### Your goal
Lines in the entries below where the word "hair" shows up should each be copied.

### Material for this exercise
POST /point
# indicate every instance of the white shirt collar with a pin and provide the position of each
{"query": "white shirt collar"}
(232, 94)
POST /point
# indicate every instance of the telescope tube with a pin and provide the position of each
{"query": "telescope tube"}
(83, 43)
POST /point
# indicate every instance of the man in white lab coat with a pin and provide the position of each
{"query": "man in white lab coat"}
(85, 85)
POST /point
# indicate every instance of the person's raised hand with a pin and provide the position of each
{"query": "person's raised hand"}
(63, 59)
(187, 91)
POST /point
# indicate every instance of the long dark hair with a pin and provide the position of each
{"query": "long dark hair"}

--

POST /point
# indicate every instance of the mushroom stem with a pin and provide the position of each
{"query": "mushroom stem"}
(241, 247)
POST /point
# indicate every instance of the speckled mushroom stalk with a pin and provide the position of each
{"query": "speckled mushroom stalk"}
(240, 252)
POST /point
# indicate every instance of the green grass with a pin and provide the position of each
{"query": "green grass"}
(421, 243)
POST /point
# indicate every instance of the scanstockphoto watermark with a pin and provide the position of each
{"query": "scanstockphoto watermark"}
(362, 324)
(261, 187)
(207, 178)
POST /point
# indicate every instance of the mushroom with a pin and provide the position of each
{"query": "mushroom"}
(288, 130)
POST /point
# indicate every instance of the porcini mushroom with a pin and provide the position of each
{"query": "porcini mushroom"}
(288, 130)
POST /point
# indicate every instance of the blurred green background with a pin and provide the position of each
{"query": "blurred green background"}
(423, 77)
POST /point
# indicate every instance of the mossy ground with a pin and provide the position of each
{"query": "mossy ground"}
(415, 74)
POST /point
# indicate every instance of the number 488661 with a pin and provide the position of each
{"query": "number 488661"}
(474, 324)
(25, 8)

### Answer to this task
# indicate every instance of the long dark hair with a pin and provide the position of each
{"query": "long dark hair"}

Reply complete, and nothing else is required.